We know the battle ahead will be long. But always remember that, no matter what obstacles stand in our way, nothing can stand in the way of the power of millions of voices calling for change. We have been told we cannot do this by a chorus of cynics. And they will only grow louder and more dissonant in the weeks and months to come. We've been asked to pause for a reality check. We've been warned against offering the people of this nation false hope. But in the unlikely story that is America, there has never been anything false about hope. For when we have faced down impossible odds, when we've been told we're not ready or that we shouldn't try or that we can't, generations of Americans have responded with a simple creed that sums up the spirit of a people: Yes, we can. Yes, we can. Yes, we can. It was a creed written into the founding documents that declared the destiny of a nation: Yes, we can.

after being disillusioned for years with politics and forgetting that change can occur and that perhaps there are still people out there that want to make a positive change, this speech/music video reminded me of why i believe in yes. yes we can, america. yes we can, world. we can hope, we can believe, we can affect positive change to help the world. i believe in yes, obama.

i like to imagine the yes that has not happened yet but hopefully one day will. when i am longer a me but a we, when i can say yes to the end of being alone and yes to giving all i have to someone else so we can serve and love and laugh together and hopefully make the world a little better. when i say yes to a silly boy asking silly me to get married and we have silly children and together we teach them how to say yes, a family that begins with a simple yes, a union that says yes to love and laughter and candy and poetry and beauty spreading yes to the far corners of the earth. sometimes i think this is the most important yes of all, perhaps the yes that all yesses lead to, the world of all worlds. future man i will one day love (once i get over all of these commitment issues and grow up a bit), i believe in yes.

◇ ◇ ◇

Tasks for this exercise:
(a) Print the section of the passage on hope and saying yes that begins at the words "i like to imagine" and ends after "bit), i believe in yes.".
(b) Decide whether each statement agrees with the passage on hope and saying yes, answering yes or no and quoting the words that settle it: (i) The speech claims hope has never been false in the story of America. (ii) The writer of the second paragraph had never felt disillusioned with politics. (iii) The writer of the third paragraph describes a marriage that has already taken place.
(c) Write the next part of the passage on hope and saying yes, starting after its final sentence.
The material after this passage has nothing to do with the exercise.

◇ ◇ ◇

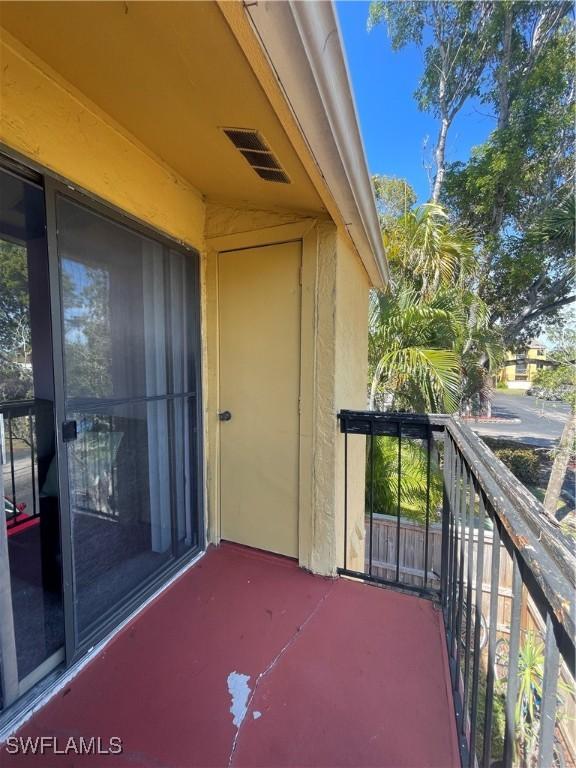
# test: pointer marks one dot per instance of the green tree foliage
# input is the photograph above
(515, 191)
(88, 347)
(516, 57)
(428, 329)
(413, 485)
(454, 61)
(15, 341)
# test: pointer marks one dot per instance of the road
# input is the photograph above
(541, 421)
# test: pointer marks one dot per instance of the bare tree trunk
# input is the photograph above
(440, 159)
(560, 466)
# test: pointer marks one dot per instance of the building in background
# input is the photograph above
(521, 367)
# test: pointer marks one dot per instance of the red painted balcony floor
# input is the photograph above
(340, 674)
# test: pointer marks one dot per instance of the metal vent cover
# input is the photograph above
(257, 154)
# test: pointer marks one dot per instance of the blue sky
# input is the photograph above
(393, 128)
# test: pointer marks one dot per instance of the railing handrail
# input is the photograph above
(15, 408)
(523, 516)
(476, 488)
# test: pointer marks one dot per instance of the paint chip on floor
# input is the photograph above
(239, 690)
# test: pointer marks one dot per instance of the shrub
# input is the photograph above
(522, 462)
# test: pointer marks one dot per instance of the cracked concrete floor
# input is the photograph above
(330, 673)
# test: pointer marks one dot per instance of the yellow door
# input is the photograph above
(259, 300)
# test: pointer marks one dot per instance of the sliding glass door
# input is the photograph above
(100, 433)
(130, 344)
(31, 605)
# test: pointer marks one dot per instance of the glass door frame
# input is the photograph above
(55, 185)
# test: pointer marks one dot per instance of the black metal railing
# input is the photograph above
(505, 583)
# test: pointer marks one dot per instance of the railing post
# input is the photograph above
(446, 519)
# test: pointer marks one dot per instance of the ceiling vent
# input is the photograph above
(257, 154)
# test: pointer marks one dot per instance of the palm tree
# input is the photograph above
(428, 328)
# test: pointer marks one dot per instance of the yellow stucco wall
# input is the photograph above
(532, 356)
(352, 288)
(45, 119)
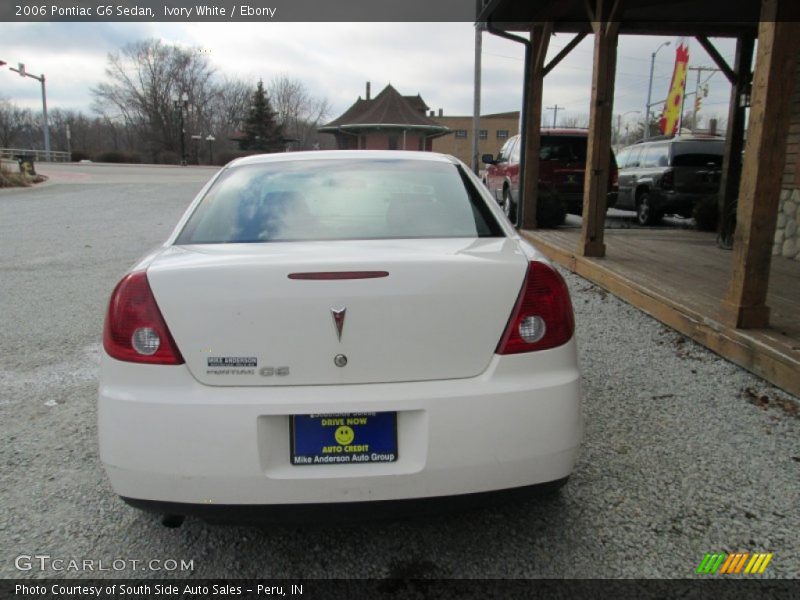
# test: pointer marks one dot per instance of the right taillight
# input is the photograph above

◇ ◇ ◇

Activity answers:
(a)
i like to imagine the yes that has not happened yet but hopefully one day will. when i am longer a me but a we, when i can say yes to the end of being alone and yes to giving all i have to someone else so we can serve and love and laugh together and hopefully make the world a little better. when i say yes to a silly boy asking silly me to get married and we have silly children and together we teach them how to say yes, a family that begins with a simple yes, a union that says yes to love and laughter and candy and poetry and beauty spreading yes to the far corners of the earth. sometimes i think this is the most important yes of all, perhaps the yes that all yesses lead to, the world of all worlds. future man i will one day love (once i get over all of these commitment issues and grow up a bit), i believe in yes.

(b)
(i) Yes: "in the unlikely story that is America, there has never been anything false about hope."
(ii) No: "after being disillusioned for years with politics and forgetting that change can occur"
(iii) No: "i like to imagine the yes that has not happened yet but hopefully one day will."

(c)
yes is my favorite word, and world. yes is my religion. yes is in my blood, and i hope i always say yes, because saying yes means saying no to fear, self doubt, mediocracy, apathy, indifference, and all other things that leave us paralyzed. i challenge you all to say yes, to dance yes, to sing yes, to breathe yes, to allow others to say yes because you say yes in all you do. say yes for all the others that have said yes throughout history, that are saying yes througout the world, for all those joining together their voices in a hallelujah chorus of yesses that is connecting hearts to all who ever said, is saying, or will say yes. say yes to yes. yes we can, yes is a world, yes to life, yes to possibilities, yes to love. i believe in yes. i think you should too.